Passage:
+ + + + + + +

MPIX_Win_complete_stream
Completes a GPU stream aware RMA exposure epoch started by a call to
MPIX_Win_post_stream on win.
Definitions
C/C++ Synopsis
int MPIX_Win_wait_stream ( MPI_Win win, void * stream )
Arguments
win                 window object (handle) passed as input
stream              GPU stream handle passed as input
Description
MPIX_Win_wait_stream enqueues operations to GPU stream stream to complete the GPU stream aware exposure epoch started by a call to MPIX_Win_post_stream on win. An exposure epoch created by a call to MPIX_Win_post_stream is closed with a call to MPIX_Win_wait_stream.
MPIX_Win_wait_stream matches calls to MPIX_Win_complete_stream issued by each process that was granted access to the window during this exposure epoch created by MPIX_Win_post_stream. A call to MPIX_Win_wait_stream blocks the GPU stream stream until all matching calls to MPIX_Win_complete_stream have completed execution.
MPIX_Win_wait_stream enqueues GPU wait kernels into the GPU stream stream. Successful completion of the execution of the enqueued GPU wait kernels guarantees that all origin processes with access to the active exposure epoch have completed access to the local window, and all RMA operations with access to the local window have completed.
Note, return from MPIX_Win_wait_stream does not guarantee completion of all RMA operations with access to the local window. Operations are enqueued to the GPU control processor stream and executed in-order to other operations in the stream.
Return Values
None.
Examples
C/C++ Example
Example code snippet showing the usage of basic stream triggered communication operations and comparing about regular non-GPU stream aware MPI active RMA operation.
Non-GPU Stream-aware Example
for (int i = 0; i < iterations; i++ ) {
    MPI_Win_post(group,0,win);
    increment<<<nb,nt,0,stream>>>(n,source);
    CHECK(hipStreamSynchronize(stream));
    MPI_Win_start(group,0,win);
    MPI_Put(source,n,MPI_INT,left,fromL-base,n,MPI_INT,win);
    MPI_Put(source,n,MPI_INT,right,fromR-base,n,MPI_INT,win);
    MPI_Win_complete(win);
    MPI_Win_wait(win);
    compare<<<nb,nt,0,stream>>>(i,n,fromL);
    compare<<<nb,nt,0,stream>>>(i,n,fromR);
    CHECK(hipStreamSynchronize(stream));
}
GPU Stream-aware Example
for (int i = 0; i < iterations; i++ ) {
    MPIX_Win_post_stream(group,win,stream);
    increment<<<nb,nt,0,stream>>>(n,source);
    MPI_Win_start(group,MPI_MODE_STREAM,win);
    MPI_Put(source,n,MPI_INT,left,fromL-base,n,MPI_INT,win);
    MPI_Put(source,n,MPI_INT,right,fromR-base,n,MPI_INT,win);
    MPIX_Win_complete_stream(win,stream);
    MPIX_Win_wait_stream(win,stream);
    compare<<<nb,nt,0,stream>>>(i,n,fromL);
    compare<<<nb,nt,0,stream>>>(i,n,fromR);
}
CHECK(hipStreamSynchronize(stream));

+ + + + + + +

Some rows
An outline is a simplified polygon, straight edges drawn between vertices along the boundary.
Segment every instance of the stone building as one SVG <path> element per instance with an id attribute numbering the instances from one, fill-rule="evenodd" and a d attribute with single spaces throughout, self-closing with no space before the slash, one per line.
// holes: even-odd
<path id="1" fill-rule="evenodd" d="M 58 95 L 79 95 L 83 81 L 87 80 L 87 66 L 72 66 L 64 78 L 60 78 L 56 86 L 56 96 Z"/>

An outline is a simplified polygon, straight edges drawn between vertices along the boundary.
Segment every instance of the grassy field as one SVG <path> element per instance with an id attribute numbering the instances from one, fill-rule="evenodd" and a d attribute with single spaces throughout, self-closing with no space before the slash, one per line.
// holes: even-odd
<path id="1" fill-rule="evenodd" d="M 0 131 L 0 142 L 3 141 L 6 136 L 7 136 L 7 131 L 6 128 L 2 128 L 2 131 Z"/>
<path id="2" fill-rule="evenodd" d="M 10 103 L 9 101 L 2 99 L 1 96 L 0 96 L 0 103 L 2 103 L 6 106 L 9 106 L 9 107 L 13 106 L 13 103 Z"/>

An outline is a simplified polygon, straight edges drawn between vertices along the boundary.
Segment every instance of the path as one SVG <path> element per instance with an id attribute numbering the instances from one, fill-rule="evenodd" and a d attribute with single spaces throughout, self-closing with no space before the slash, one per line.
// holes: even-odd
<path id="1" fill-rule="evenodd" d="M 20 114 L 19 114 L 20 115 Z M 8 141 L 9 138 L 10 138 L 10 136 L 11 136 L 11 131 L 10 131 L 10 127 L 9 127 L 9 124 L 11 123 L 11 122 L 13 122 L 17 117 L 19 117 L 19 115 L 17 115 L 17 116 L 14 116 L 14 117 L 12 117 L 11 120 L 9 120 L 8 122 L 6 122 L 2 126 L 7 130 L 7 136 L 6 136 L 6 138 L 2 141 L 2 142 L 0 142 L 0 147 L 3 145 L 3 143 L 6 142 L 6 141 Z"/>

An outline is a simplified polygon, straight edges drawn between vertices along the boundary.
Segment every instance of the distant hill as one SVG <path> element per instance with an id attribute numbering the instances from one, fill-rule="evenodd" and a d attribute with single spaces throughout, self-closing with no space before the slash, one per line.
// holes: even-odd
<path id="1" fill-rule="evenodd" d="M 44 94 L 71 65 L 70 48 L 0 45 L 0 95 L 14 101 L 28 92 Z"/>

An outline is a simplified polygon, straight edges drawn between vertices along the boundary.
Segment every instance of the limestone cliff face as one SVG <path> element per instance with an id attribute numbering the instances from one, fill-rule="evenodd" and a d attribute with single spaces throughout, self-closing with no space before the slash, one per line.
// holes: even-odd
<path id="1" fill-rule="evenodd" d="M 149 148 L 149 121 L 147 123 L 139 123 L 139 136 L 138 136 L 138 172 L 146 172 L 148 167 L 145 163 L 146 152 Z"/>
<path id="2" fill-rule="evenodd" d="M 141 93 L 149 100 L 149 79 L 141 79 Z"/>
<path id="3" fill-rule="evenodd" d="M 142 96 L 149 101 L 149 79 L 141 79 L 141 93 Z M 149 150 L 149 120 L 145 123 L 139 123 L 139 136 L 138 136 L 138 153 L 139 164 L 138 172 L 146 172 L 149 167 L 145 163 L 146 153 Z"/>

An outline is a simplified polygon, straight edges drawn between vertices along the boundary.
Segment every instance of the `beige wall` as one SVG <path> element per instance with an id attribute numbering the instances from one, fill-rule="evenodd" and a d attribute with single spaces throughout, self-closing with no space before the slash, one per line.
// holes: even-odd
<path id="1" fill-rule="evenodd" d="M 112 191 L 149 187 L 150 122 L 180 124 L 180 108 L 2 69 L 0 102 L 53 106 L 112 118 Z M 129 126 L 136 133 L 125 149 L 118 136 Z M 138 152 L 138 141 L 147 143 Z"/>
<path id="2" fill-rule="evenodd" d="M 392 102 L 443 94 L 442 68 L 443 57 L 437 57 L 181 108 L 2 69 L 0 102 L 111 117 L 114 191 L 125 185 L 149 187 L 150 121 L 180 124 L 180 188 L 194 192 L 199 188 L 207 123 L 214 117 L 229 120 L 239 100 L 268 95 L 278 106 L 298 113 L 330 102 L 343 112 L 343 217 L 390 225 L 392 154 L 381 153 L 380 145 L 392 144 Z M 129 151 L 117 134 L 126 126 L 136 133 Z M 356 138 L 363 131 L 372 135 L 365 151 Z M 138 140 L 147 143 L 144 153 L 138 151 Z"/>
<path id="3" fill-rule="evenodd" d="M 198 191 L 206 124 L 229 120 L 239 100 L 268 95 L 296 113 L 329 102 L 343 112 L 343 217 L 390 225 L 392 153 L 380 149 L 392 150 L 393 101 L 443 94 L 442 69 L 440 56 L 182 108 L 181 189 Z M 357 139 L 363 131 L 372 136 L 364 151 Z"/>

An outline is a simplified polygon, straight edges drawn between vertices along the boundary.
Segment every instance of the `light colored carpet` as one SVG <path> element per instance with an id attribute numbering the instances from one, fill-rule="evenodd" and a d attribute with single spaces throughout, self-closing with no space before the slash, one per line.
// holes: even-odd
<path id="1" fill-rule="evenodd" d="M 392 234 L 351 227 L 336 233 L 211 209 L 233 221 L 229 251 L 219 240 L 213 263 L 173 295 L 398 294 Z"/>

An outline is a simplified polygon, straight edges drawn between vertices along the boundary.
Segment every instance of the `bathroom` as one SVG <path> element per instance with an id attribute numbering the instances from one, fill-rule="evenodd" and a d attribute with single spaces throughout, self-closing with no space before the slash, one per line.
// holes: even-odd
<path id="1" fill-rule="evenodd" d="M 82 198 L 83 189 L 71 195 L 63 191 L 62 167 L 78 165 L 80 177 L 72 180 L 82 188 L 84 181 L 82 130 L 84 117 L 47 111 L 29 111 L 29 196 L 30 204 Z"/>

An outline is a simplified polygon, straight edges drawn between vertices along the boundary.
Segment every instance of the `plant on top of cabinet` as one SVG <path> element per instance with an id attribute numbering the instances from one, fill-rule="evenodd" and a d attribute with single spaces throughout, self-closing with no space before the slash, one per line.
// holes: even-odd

+ + + + + + +

Exercises to complete:
1 – Swap "granted" for "given" in the passage, then write out the stretch starting at "MPIX_Win_wait_stream matches calls" and ending at "have completed execution.".
2 – Duplicate the rows, starting at their first line and ending at the line that contains "103 L 9 101".

Answer set:
1 –
MPIX_Win_wait_stream matches calls to MPIX_Win_complete_stream issued by each process that was given access to the window during this exposure epoch created by MPIX_Win_post_stream. A call to MPIX_Win_wait_stream blocks the GPU stream stream until all matching calls to MPIX_Win_complete_stream have completed execution.

2 –
An outline is a simplified polygon, straight edges drawn between vertices along the boundary.
Segment every instance of the stone building as one SVG <path> element per instance with an id attribute numbering the instances from one, fill-rule="evenodd" and a d attribute with single spaces throughout, self-closing with no space before the slash, one per line.
// holes: even-odd
<path id="1" fill-rule="evenodd" d="M 58 95 L 79 95 L 83 81 L 87 80 L 87 66 L 72 66 L 64 78 L 60 78 L 56 86 L 56 96 Z"/>

An outline is a simplified polygon, straight edges drawn between vertices along the boundary.
Segment every instance of the grassy field as one SVG <path> element per instance with an id attribute numbering the instances from one, fill-rule="evenodd" and a d attribute with single spaces throughout, self-closing with no space before the slash, one per line.
// holes: even-odd
<path id="1" fill-rule="evenodd" d="M 0 131 L 0 142 L 3 141 L 6 136 L 7 136 L 7 131 L 6 128 L 2 128 L 2 131 Z"/>
<path id="2" fill-rule="evenodd" d="M 10 103 L 9 101 L 2 99 L 1 96 L 0 96 L 0 103 L 2 103 L 6 106 L 9 106 L 9 107 L 13 106 L 13 103 Z"/>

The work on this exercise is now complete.